Texto:
>>>

Os jornais de quinta-feira (6/11) destacam os números do Instituto de Pesquisa Econômica Aplicada (Ipea) segundo os quais a miséria deixou de cair no Brasil entre 2012 e 2013.
O assunto está nas primeiras páginas, mas é manchete apenas no Globo.Diz o seguinte: “Número de brasileiros na extrema pobreza aumenta”. Na linha fina, logo abaixo, o tom é mais ameno: “Pela primeira vez desde 2004, miséria parou de cair em 2013”. O jornal não explica a diferença entre “aumenta” e “parou de cair”.
Esse é um exemplo simples do “jornalismo impressionista” ao qual nos referimos neste posto de observação na quarta-feira (5, ver aqui): olhando-se apenas a manchete, chega-se à conclusão apressada de que a miséria aumentou no Brasil; lendo-se a linha fina, o leitor começa a entender que não é bem assim; ao enxergar o quadro inteiro, compreende-se que há certa manipulação das informações. Mas em todos os gráficos aparece um dado relevante, que a imprensa vinha omitindo na última década: o processo consistente de redução da pobreza no período de aplicação do modelo econômico que prioriza a mobilidade social.
Agora, para entender como se cria o efeito “impressionista” nos olhos do leitor, basta observar, como faz uma especialista entrevistada pelo Estado de S.Paulo, que, ao produzir a notícia, a imprensa despreza a margem de erro estatístico, dado relevante em outras pesquisas, como as de intenção de voto.

<<<

O que fazer:
a. No texto sobre a cobertura dos dados do Ipea, qual jornal deu o assunto como manchete?
b. Prossiga com o texto sobre a cobertura dos números do Ipea sobre a miséria, começando logo após a última frase apresentada.
As linhas apresentadas a seguir não são necessárias.

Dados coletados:

>>>

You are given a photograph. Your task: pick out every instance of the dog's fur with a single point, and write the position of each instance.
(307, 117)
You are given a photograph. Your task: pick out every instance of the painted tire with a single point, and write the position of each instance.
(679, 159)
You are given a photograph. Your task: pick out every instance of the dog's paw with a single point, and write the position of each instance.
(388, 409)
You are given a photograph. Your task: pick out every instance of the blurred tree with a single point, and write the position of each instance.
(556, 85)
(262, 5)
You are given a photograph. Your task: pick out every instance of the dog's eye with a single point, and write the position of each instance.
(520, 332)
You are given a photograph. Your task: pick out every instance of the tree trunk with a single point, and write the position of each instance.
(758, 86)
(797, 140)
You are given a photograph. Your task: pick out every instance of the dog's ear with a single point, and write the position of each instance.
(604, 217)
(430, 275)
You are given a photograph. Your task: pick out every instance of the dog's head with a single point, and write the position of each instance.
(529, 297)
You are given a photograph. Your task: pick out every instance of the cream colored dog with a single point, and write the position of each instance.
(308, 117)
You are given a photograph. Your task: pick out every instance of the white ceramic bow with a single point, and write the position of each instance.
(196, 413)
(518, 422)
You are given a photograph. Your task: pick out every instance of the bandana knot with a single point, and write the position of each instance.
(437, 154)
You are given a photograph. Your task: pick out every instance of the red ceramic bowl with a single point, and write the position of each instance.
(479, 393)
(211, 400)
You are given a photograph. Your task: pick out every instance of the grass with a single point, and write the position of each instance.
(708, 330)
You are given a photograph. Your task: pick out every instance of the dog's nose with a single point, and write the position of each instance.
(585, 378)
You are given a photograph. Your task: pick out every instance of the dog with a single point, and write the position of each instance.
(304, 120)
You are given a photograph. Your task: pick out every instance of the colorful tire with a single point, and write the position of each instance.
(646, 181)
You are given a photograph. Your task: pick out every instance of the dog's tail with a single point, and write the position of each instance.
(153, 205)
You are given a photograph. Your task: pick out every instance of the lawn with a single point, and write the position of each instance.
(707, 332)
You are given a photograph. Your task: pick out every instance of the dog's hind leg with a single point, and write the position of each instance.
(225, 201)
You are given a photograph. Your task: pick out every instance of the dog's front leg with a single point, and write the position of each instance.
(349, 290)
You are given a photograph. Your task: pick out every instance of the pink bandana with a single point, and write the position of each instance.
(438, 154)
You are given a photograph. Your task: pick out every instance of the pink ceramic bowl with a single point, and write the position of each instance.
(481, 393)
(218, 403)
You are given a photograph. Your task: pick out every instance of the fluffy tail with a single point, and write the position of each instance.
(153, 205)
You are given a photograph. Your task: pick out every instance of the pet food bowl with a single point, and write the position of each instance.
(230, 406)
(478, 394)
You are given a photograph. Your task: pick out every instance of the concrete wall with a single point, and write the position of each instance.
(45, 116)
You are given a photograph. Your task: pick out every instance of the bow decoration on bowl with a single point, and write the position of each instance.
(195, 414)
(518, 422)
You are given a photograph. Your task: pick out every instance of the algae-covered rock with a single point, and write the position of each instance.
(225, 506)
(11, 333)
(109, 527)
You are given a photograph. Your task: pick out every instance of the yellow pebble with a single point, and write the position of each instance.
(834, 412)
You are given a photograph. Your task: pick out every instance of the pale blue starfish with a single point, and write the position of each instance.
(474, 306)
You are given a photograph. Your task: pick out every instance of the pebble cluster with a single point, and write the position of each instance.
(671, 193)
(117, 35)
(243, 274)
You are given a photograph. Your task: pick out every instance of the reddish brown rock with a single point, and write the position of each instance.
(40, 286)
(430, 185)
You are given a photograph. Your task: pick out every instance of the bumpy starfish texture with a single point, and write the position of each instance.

<<<

Respostas:
a. O Globo.

b.
Os jornais escolhem o único elemento negativo do levantamento e fazem dele o centro do noticiário, calculando como única referência de pobreza a renda individual em relação ao preço de uma cesta básica de alimentos – o fato é que a miséria real vem sendo combatida com programas que não são considerados pelas reportagens.
Então, vejamos outro aspecto das escolhas editoriais: o Estado monta seu gráfico com base no período de 2003 a 2013; o Globo escolhe o período de 2004 a 2013; e a Folha estende a análise desde o ano de 1992 até 2013.
O que aparece nos gráficos do Globo e do Estado é uma queda consistente da pobreza extrema na última década, comprovada em pelo menos oito seminários internacionais sobre resultados econômicos de políticas sociais realizados em São Paulo nos últimos anos – a mídia tradicional do Brasil nunca cobriu esses eventos.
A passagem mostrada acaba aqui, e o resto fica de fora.